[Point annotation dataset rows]

>> Begin

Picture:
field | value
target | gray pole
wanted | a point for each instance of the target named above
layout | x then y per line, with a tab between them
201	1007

>> End
>> Begin

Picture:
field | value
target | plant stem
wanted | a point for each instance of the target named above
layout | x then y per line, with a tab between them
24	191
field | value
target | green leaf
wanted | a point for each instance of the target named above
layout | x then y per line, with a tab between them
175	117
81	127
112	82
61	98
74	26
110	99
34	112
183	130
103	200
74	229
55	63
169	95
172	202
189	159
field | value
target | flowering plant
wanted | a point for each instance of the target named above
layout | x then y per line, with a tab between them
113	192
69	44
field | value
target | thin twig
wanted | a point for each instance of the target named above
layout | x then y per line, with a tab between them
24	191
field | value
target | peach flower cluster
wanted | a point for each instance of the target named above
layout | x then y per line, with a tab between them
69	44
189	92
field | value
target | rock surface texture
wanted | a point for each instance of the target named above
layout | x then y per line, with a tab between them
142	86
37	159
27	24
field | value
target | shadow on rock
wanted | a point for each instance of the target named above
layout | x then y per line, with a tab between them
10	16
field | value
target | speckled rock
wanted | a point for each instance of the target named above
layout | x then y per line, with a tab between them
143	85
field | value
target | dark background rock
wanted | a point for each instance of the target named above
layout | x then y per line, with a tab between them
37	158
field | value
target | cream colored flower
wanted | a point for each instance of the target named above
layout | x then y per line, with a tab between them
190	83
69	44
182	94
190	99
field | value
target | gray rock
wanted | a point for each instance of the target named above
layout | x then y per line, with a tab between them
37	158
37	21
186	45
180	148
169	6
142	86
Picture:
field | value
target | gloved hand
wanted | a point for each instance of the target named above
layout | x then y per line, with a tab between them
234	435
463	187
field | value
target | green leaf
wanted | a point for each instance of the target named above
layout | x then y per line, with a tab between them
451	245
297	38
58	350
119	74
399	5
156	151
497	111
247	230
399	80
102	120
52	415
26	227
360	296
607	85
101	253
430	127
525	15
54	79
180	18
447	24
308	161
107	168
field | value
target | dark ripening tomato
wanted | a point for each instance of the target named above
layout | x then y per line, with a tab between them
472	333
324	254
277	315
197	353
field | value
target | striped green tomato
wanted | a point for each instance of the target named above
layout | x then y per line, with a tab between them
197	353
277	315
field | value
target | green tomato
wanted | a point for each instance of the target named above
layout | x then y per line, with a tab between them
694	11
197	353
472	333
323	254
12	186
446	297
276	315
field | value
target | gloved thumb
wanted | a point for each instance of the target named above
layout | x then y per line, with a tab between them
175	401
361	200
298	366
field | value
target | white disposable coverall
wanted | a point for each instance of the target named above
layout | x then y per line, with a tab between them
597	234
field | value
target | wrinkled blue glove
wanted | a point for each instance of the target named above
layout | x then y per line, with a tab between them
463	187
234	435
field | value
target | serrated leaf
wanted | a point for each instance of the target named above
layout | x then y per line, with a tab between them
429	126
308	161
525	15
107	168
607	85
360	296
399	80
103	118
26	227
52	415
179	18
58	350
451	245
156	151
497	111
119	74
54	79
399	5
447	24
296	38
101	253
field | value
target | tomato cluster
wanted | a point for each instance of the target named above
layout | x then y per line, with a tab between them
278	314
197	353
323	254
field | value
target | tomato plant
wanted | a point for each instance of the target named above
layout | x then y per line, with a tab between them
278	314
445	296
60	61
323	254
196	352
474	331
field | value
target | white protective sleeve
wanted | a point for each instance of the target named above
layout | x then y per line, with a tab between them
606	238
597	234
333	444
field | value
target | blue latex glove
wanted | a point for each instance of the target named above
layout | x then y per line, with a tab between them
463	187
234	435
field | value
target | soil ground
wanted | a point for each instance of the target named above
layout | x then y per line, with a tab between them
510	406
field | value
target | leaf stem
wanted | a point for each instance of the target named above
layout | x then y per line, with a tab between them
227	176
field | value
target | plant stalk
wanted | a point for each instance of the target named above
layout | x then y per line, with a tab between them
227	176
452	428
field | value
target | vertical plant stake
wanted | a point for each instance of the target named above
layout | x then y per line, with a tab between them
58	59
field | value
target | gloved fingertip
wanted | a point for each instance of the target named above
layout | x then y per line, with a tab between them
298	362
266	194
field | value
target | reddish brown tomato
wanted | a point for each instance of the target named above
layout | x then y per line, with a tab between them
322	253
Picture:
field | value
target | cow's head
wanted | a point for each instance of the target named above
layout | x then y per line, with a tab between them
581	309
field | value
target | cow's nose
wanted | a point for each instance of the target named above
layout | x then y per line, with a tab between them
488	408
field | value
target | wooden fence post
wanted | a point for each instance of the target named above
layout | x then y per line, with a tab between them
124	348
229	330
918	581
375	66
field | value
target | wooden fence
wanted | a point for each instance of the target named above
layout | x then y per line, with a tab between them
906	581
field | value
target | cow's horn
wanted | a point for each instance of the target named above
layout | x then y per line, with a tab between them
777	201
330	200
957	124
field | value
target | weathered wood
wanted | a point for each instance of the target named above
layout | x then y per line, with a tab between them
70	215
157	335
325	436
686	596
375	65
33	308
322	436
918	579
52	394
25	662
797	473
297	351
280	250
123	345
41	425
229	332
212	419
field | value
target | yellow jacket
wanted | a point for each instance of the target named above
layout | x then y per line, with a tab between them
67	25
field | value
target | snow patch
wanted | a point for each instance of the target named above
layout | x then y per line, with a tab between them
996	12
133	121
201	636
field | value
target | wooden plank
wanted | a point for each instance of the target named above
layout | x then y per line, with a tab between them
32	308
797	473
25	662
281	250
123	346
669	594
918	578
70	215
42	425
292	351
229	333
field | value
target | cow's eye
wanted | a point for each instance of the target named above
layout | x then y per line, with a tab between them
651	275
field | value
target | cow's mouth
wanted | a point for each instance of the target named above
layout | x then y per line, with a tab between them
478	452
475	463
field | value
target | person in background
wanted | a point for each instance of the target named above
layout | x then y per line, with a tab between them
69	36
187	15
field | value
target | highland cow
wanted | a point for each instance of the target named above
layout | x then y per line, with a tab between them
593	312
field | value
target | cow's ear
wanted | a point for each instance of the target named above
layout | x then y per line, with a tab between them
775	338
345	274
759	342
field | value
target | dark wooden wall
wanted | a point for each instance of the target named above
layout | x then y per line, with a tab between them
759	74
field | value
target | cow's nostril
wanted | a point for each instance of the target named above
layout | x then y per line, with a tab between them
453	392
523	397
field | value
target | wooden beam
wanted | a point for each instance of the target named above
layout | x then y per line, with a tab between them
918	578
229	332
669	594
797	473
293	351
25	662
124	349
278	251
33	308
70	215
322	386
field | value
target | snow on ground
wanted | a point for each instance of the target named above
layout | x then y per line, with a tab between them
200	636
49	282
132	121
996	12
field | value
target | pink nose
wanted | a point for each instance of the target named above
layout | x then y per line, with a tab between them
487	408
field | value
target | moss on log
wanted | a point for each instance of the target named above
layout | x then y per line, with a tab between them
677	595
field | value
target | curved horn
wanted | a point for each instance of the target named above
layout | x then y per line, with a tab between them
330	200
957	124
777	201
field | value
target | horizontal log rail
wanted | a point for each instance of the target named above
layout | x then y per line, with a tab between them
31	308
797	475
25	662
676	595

>> End
>> Begin

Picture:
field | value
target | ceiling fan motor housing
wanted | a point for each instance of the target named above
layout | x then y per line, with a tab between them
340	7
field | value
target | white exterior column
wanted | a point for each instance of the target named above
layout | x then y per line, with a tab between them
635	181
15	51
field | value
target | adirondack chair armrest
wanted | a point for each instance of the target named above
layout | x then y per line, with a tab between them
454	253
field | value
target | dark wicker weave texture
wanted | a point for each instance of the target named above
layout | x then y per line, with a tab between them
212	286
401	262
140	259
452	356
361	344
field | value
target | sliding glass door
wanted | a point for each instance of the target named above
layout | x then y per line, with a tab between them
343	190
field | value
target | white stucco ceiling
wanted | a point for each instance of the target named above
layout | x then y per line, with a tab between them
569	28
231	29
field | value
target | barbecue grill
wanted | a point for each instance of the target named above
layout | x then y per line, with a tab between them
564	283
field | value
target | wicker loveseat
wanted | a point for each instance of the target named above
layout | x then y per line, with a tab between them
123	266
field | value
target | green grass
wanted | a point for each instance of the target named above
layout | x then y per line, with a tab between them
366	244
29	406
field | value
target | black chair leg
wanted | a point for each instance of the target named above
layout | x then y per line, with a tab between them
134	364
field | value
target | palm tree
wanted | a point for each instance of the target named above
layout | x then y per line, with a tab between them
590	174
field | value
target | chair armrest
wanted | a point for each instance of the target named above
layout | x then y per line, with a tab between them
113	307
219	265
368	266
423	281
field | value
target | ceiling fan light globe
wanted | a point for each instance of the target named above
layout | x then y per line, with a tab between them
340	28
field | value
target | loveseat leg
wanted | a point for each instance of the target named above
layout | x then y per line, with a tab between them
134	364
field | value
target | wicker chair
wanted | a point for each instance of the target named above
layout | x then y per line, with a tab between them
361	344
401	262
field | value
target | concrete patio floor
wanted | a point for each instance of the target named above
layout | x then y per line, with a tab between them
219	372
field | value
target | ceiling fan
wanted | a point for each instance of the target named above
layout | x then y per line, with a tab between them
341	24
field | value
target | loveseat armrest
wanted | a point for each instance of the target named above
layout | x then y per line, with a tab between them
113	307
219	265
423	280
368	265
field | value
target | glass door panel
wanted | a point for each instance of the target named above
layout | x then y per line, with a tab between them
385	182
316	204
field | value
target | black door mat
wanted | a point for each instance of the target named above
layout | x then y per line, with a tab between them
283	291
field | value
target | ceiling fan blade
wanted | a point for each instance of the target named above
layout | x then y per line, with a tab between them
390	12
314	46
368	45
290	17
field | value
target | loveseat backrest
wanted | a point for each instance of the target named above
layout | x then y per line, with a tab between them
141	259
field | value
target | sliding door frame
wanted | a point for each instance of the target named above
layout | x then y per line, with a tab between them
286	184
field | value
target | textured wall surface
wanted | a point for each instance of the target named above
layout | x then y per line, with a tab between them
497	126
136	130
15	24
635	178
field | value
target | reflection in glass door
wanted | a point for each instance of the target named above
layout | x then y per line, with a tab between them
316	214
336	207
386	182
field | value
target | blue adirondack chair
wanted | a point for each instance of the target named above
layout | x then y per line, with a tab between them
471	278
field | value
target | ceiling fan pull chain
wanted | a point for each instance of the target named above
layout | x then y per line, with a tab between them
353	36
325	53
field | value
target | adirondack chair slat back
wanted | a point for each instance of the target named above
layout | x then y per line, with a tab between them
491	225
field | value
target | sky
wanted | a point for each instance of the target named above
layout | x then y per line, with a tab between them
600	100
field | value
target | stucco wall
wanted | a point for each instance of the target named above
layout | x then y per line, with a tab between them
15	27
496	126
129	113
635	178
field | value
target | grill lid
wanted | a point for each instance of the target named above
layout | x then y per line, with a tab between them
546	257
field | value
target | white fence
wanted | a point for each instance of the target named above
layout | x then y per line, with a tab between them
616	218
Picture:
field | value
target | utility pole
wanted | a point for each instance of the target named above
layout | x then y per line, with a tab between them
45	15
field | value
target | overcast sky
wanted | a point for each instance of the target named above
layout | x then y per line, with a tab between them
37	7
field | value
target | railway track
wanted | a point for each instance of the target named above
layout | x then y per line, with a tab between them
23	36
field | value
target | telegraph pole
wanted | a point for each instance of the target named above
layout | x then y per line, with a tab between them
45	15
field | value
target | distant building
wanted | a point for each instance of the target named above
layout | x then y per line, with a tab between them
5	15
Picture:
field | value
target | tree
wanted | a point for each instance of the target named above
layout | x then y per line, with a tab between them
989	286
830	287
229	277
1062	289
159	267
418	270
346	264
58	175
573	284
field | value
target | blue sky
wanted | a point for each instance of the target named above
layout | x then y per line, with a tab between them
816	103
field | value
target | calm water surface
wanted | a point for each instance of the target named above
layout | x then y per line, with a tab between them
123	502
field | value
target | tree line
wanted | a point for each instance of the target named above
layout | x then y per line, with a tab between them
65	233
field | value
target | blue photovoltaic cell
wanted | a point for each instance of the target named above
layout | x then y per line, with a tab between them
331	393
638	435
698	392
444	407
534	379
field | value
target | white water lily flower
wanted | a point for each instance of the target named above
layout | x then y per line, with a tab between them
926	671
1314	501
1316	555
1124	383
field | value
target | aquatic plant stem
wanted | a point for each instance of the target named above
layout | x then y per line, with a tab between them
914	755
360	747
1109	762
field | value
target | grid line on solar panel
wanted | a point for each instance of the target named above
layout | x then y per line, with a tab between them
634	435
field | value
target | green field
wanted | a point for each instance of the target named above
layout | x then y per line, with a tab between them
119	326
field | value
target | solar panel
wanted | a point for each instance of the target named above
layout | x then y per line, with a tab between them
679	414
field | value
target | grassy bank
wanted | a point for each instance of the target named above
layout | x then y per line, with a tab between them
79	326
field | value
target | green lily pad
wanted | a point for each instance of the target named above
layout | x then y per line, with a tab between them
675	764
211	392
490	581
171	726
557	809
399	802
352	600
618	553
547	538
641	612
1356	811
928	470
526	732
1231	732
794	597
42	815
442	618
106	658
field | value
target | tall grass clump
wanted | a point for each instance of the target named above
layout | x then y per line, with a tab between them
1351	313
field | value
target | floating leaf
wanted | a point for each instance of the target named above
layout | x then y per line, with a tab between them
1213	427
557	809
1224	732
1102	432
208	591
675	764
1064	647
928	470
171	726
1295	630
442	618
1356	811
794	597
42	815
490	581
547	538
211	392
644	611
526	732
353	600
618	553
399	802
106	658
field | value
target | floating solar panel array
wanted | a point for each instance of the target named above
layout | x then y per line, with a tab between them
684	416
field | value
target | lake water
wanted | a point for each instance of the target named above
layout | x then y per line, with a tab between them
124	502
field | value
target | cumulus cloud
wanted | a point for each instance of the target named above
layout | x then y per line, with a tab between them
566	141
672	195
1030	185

>> End

What you need to do
Gather every line of the rows above that contains the word "floating". Copy each one unchanged.

Solution to this exercise
target | floating leaf
target | floating solar panel array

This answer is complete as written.